#### Assigned task
The entries need to be copied exactly as they stand, images left out.

Segment Start: Task data

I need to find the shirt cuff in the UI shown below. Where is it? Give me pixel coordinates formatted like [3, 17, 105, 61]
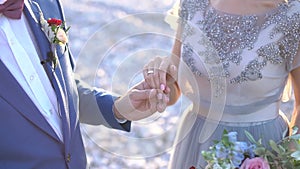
[115, 117, 128, 124]
[112, 96, 128, 124]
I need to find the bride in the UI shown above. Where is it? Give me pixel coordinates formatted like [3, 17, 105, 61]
[143, 0, 300, 168]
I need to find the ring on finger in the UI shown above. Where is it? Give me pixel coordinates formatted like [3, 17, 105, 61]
[147, 69, 154, 75]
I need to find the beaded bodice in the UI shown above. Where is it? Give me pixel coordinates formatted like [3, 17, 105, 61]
[179, 0, 300, 84]
[173, 0, 300, 114]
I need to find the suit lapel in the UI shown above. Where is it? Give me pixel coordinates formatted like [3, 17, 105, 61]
[24, 0, 52, 64]
[0, 61, 61, 142]
[23, 0, 72, 148]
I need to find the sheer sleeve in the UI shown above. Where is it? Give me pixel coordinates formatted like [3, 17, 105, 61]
[288, 1, 300, 72]
[283, 1, 300, 102]
[164, 0, 181, 30]
[290, 45, 300, 71]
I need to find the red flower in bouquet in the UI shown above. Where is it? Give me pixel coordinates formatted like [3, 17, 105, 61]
[240, 157, 270, 169]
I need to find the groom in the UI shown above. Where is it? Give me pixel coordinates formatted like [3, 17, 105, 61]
[0, 0, 169, 168]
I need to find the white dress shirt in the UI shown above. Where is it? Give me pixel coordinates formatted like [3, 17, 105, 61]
[0, 13, 63, 141]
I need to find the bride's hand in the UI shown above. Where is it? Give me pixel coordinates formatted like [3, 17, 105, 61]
[143, 56, 177, 93]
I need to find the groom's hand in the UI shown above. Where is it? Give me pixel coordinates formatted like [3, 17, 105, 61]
[113, 80, 169, 121]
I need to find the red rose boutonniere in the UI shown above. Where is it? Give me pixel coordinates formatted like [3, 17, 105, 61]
[46, 18, 69, 44]
[39, 13, 70, 69]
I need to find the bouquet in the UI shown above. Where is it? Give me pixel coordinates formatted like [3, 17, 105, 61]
[197, 127, 300, 169]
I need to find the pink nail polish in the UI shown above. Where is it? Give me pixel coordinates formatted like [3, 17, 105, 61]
[160, 84, 165, 90]
[166, 97, 170, 103]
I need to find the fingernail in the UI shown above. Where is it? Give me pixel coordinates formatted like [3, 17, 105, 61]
[160, 84, 165, 90]
[171, 65, 176, 71]
[158, 104, 164, 112]
[157, 93, 163, 100]
[164, 86, 170, 93]
[165, 97, 170, 103]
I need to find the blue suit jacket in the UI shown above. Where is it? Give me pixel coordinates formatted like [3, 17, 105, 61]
[0, 0, 130, 168]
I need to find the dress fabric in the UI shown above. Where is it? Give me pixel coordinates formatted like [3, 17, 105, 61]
[167, 0, 300, 168]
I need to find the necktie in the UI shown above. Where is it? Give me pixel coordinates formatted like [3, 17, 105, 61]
[0, 0, 24, 19]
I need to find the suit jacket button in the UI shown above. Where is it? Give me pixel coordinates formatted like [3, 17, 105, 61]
[66, 153, 71, 163]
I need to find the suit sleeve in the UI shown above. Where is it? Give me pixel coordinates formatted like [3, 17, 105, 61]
[45, 0, 131, 131]
[75, 76, 131, 132]
[64, 24, 131, 132]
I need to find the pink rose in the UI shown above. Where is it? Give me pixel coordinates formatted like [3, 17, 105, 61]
[240, 157, 270, 169]
[56, 28, 68, 44]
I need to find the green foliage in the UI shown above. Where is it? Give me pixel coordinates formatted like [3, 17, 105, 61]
[245, 127, 300, 169]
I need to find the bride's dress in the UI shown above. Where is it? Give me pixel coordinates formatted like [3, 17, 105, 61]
[166, 0, 300, 168]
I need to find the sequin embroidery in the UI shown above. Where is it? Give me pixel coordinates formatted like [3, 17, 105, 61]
[179, 0, 300, 85]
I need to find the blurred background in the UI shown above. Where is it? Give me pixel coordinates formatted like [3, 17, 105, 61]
[62, 0, 182, 169]
[61, 0, 294, 169]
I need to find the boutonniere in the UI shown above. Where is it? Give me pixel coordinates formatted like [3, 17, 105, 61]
[39, 13, 70, 69]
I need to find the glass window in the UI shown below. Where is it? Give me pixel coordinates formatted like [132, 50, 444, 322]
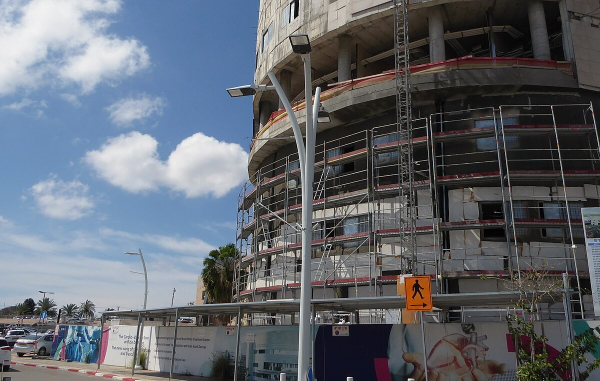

Segment End: Task data

#### Solution for this task
I need to find the shirt cuff in the UI shown below. Where is it? Give me pixel coordinates formatted like [3, 17, 105, 61]
[115, 117, 128, 124]
[112, 96, 128, 124]
I need to find the bride in the UI shown above. Where is it? Give me pixel coordinates formatted like [3, 17, 105, 61]
[143, 0, 300, 168]
I need to find the ring on finger in the UI shown above. Where is it? Give me pixel coordinates formatted like [3, 17, 105, 61]
[147, 69, 154, 75]
I need to find the beaded bodice in the UI shown above. Where is it? Give me pixel coordinates formatted like [3, 17, 105, 61]
[179, 0, 300, 84]
[173, 0, 300, 114]
I need to find the suit lapel in the UI shown above. Where is it? Give me pixel coordinates formatted like [3, 17, 105, 61]
[24, 0, 52, 64]
[0, 61, 61, 142]
[23, 0, 72, 148]
I need to find the sheer sleeve in the UI shown above. Where is it? Give me pixel coordinates formatted like [3, 17, 105, 61]
[288, 1, 300, 72]
[283, 1, 300, 102]
[164, 0, 181, 30]
[290, 45, 300, 71]
I need to find the red flower in bouquet in the UI shown above. Where is it? Give me pixel coordinates formatted like [3, 17, 105, 61]
[240, 157, 270, 169]
I need to find the groom in the UI shown above. Where is it? Give me pixel coordinates formatted like [3, 17, 105, 61]
[0, 0, 169, 168]
I need to find the white dress shirt in the UI shown above. Where is it? Give me pixel coordinates formatted like [3, 17, 105, 61]
[0, 13, 63, 141]
I need to find the bride's hand in the UI shown above. Where is it? Give me pixel coordinates formatted like [3, 17, 105, 61]
[143, 56, 177, 93]
I need to find the groom's hand in the UI shown above. Where is it? Give me pixel coordinates formatted like [3, 17, 105, 61]
[113, 80, 169, 121]
I need to find the red rose boutonniere in the UI shown above. Where is it? Give me pixel coordinates formatted like [3, 17, 105, 61]
[46, 18, 69, 44]
[39, 13, 70, 69]
I need to find the bouquet in the UI shown above. Where is it? Give me pixel coordinates formatted like [3, 17, 105, 61]
[197, 127, 300, 169]
I need to find the pink nail polish in the UI shown above. Where is it? Give me pixel coordinates formatted like [3, 17, 105, 61]
[160, 84, 165, 90]
[166, 97, 170, 103]
I need to find the fingernail in the UI shown above. Where is it? Give me pixel coordinates formatted like [3, 17, 105, 61]
[160, 84, 165, 90]
[171, 65, 176, 71]
[158, 104, 164, 112]
[157, 93, 163, 100]
[164, 86, 170, 93]
[165, 97, 170, 103]
I need to find the blue suit jacket in the UI shown above. Where is it? Give me pixel coordinates formatted like [3, 17, 105, 61]
[0, 0, 130, 168]
I need to find the dress fabric in the UI shown above. Where is it? Give me pixel coordinates formatted like [3, 17, 105, 61]
[167, 0, 300, 168]
I need to find the necktie in the UI shown above. Where is it? Give me pixel coordinates formatted like [3, 17, 105, 61]
[0, 0, 24, 19]
I need to find the suit jacket button in the UI shown above. Where is it? Give me pixel coordinates formatted like [3, 17, 105, 61]
[66, 153, 71, 163]
I need to find the suit sleeve in the UI shown above. Where is it? Give me pixel coordinates formatted like [3, 17, 105, 61]
[45, 0, 131, 131]
[75, 76, 131, 132]
[64, 24, 131, 132]
I need to find the pink rose in the UI shown above. Where is it? Give me pixel coordinates formatted like [3, 17, 105, 61]
[240, 157, 270, 169]
[56, 28, 68, 44]
I need to find the green foliage in the UI shown above. Where is it? Give me pixel coordinates formatted like [3, 17, 105, 61]
[245, 127, 300, 169]
I need to find the bride's dress in the UI shown above. Where is it? Give me pixel coordinates formatted like [3, 17, 105, 61]
[166, 0, 300, 168]
I need to find the sequin embroidery in the UI shown above. Where is it? Give me pixel coordinates formatted like [3, 17, 105, 61]
[179, 0, 300, 85]
I need to find the blurred background in the UI shown above. Where is it? Give me pixel coordinates formatted like [3, 17, 105, 61]
[62, 0, 182, 169]
[61, 0, 294, 169]
I need to find the boutonniere in the UI shown above. Where is it? Give me pixel coordinates formatted like [3, 17, 105, 61]
[39, 13, 70, 69]
I need to find the glass window in the UI shown below. Where is it? Give me pixel coordinates formatted like [132, 50, 444, 322]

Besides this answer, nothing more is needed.